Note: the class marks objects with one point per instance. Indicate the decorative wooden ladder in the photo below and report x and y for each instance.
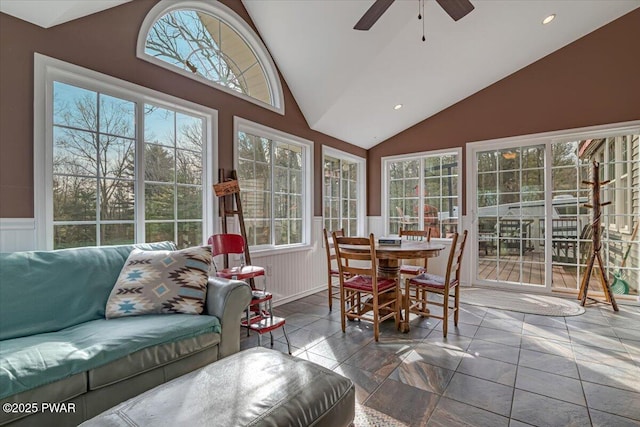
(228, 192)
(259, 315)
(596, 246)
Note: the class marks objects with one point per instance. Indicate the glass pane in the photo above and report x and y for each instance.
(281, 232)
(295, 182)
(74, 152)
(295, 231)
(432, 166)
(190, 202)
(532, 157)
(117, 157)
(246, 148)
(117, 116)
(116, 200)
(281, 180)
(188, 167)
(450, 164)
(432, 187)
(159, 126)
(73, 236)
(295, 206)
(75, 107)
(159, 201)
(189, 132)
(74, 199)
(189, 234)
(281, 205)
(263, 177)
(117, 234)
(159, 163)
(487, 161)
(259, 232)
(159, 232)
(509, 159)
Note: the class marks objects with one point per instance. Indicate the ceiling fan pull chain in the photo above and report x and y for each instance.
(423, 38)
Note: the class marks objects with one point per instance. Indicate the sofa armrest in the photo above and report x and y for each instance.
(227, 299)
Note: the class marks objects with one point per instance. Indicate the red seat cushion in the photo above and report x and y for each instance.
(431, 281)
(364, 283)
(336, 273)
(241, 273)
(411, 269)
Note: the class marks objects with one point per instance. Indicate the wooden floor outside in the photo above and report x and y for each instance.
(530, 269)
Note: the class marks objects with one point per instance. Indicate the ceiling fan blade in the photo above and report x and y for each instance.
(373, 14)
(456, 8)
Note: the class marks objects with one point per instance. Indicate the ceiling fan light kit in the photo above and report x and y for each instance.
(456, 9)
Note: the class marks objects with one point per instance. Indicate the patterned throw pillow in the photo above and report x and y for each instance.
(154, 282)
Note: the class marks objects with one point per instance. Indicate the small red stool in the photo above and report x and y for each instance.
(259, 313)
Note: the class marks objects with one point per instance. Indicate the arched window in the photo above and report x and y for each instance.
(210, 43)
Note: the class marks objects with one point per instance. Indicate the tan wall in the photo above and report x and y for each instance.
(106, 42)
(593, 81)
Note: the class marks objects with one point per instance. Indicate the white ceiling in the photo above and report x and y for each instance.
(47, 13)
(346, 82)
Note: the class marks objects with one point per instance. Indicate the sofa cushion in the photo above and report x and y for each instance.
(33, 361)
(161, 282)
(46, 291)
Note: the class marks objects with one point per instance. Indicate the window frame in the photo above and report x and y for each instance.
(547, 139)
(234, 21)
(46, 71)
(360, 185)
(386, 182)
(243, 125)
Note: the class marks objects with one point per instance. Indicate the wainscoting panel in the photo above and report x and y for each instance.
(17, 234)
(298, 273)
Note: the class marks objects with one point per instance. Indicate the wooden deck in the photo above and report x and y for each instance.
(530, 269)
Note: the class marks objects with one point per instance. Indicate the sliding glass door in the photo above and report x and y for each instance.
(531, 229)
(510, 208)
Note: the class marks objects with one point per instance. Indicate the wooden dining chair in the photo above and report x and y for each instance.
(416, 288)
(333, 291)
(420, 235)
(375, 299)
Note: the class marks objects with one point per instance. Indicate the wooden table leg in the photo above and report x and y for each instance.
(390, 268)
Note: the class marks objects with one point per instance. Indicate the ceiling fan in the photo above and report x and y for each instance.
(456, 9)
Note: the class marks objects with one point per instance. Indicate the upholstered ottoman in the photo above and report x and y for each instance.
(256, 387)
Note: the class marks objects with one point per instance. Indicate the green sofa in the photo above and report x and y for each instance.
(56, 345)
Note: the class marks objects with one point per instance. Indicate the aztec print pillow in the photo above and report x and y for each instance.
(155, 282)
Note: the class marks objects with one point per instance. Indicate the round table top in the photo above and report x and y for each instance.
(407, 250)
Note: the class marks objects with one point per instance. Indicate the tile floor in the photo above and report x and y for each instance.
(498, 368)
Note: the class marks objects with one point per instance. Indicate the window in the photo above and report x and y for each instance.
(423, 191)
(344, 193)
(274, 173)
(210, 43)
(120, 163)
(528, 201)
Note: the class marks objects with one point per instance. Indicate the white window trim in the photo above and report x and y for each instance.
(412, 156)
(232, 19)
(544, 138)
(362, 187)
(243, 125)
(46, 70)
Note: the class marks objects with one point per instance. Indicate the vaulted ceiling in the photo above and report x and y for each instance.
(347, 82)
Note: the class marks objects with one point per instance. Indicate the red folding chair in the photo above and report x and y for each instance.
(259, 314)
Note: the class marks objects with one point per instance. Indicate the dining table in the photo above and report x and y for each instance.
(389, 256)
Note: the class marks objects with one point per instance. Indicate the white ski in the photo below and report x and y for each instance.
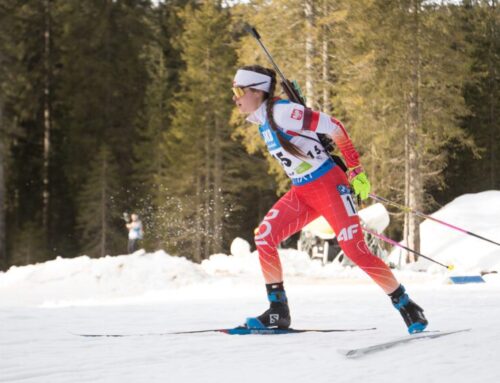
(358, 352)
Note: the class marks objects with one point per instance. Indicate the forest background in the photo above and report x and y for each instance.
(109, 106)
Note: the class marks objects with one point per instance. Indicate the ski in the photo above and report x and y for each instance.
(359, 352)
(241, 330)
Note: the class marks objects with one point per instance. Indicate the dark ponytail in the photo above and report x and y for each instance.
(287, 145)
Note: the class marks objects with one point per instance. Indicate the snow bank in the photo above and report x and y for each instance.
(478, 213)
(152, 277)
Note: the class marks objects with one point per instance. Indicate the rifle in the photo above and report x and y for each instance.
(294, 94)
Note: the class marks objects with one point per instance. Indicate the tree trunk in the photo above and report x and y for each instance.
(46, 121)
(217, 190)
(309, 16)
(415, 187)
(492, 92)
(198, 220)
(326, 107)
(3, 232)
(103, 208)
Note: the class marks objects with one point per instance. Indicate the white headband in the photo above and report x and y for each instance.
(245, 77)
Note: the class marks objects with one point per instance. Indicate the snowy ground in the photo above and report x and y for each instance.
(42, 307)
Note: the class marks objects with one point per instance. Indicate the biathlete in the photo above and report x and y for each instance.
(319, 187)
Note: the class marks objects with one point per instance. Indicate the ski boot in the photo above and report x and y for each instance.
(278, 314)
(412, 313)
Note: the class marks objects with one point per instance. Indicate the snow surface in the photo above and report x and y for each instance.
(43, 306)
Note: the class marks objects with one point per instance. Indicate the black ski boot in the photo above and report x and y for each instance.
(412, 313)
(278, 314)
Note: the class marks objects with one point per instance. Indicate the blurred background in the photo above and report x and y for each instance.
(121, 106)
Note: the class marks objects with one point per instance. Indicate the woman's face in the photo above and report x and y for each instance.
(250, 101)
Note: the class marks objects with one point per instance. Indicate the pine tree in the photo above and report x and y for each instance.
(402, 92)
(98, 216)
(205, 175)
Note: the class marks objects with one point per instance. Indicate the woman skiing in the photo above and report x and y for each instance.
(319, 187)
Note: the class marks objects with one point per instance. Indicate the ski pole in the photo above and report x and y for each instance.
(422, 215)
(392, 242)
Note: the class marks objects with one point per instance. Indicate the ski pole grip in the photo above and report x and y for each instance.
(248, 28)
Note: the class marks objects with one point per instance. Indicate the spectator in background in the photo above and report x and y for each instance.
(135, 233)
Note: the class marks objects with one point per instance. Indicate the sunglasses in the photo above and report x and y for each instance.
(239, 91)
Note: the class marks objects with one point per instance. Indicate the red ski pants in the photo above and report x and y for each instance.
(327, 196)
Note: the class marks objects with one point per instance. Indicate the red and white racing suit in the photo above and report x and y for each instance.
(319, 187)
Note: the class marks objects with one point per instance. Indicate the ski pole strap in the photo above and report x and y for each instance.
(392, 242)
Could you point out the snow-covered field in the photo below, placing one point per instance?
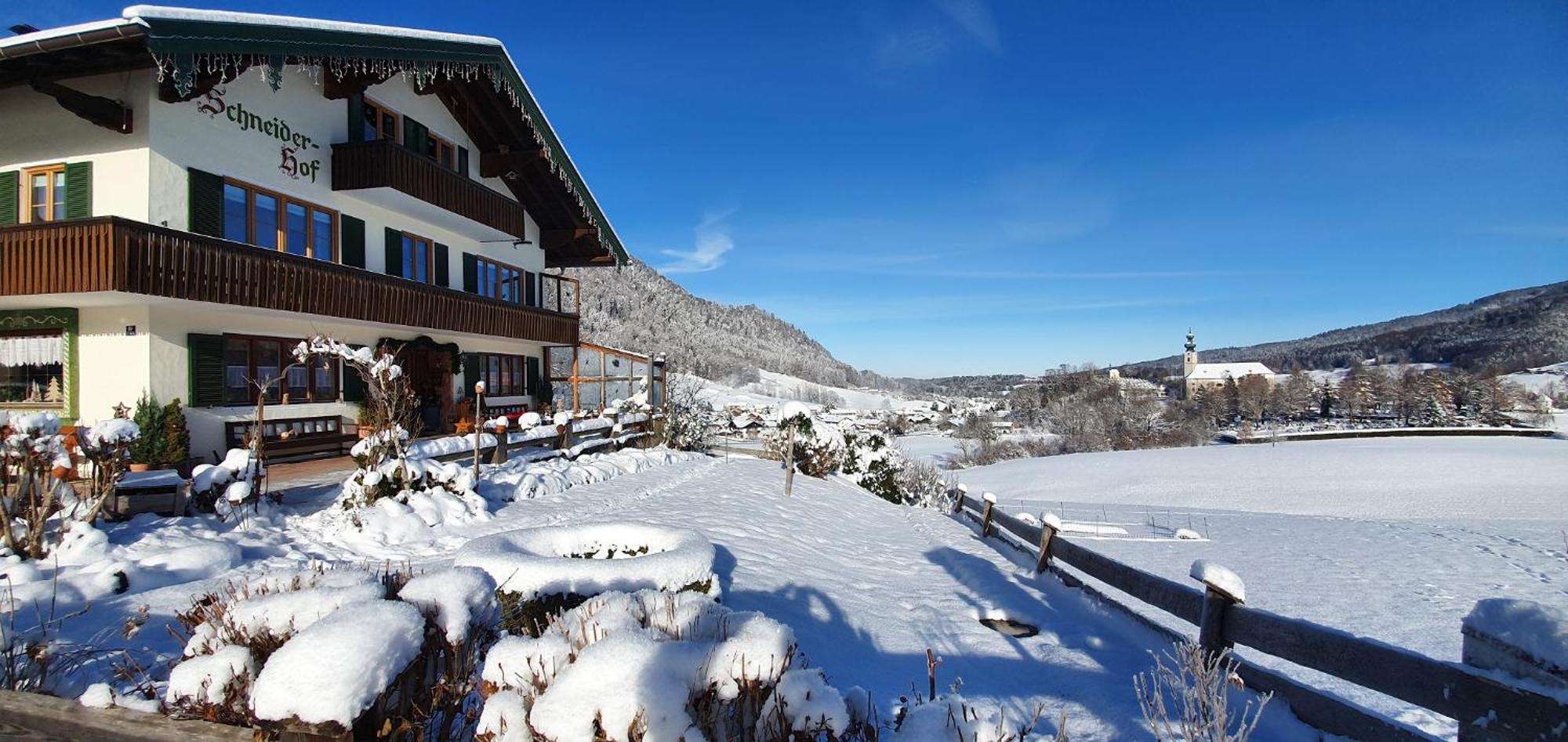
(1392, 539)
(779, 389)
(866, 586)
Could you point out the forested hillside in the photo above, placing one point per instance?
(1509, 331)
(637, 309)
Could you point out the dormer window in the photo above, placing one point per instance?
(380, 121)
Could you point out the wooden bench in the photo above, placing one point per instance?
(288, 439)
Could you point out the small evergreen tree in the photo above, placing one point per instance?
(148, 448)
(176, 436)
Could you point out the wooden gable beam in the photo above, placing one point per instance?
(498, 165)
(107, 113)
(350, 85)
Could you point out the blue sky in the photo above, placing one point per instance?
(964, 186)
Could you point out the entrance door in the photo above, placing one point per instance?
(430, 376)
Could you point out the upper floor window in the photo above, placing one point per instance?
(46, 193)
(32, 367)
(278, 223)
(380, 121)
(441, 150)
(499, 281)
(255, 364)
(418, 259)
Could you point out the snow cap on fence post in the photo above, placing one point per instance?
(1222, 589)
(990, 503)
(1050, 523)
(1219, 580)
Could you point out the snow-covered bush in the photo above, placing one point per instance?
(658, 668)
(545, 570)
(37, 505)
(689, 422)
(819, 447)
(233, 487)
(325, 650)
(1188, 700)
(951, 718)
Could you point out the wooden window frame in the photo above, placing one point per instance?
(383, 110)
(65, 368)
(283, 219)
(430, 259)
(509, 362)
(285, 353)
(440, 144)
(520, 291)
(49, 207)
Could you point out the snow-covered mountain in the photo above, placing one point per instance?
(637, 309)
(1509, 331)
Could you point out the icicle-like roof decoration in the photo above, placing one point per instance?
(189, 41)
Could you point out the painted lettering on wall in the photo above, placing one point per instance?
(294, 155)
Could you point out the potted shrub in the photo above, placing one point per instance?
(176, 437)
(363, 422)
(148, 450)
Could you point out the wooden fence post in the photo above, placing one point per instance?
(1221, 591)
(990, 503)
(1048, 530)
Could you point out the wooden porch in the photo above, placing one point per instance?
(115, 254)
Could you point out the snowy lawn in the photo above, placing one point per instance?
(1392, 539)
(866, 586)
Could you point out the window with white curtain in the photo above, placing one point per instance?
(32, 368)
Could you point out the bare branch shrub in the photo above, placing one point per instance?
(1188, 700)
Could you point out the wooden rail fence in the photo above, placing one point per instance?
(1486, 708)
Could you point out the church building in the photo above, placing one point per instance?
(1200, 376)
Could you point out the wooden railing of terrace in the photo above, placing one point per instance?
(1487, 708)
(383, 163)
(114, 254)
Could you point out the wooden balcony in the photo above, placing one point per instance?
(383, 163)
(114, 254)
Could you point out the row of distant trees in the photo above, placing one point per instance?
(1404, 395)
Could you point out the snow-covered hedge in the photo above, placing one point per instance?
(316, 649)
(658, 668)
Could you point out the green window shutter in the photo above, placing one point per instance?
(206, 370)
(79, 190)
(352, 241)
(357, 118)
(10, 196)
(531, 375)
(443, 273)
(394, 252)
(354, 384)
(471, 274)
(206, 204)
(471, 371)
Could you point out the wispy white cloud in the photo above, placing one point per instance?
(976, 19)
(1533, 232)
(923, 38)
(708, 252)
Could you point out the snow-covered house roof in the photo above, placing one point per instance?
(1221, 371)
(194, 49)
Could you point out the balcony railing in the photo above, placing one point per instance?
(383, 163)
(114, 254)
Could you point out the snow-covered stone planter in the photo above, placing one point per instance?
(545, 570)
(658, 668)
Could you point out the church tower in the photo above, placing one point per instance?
+ + +
- [TASK DESCRIPTION]: Turn the items above, from the line with "Could you point out the painted" through the line with "(1048, 530)", into a numbered list, with both of those lines included and any blank lines dropped.

- [RESPONSE TO THE EXERCISE]:
1. Could you point out the painted lettering on wall in the photo above, placing one point per instance?
2. (294, 155)
3. Could you point out the potted shrub in the photo above, placing one point per instance?
4. (176, 437)
5. (363, 422)
6. (148, 450)
7. Could you point out the wooden fence post in the photo above, placing one point per instance?
8. (1221, 591)
9. (990, 503)
10. (1048, 530)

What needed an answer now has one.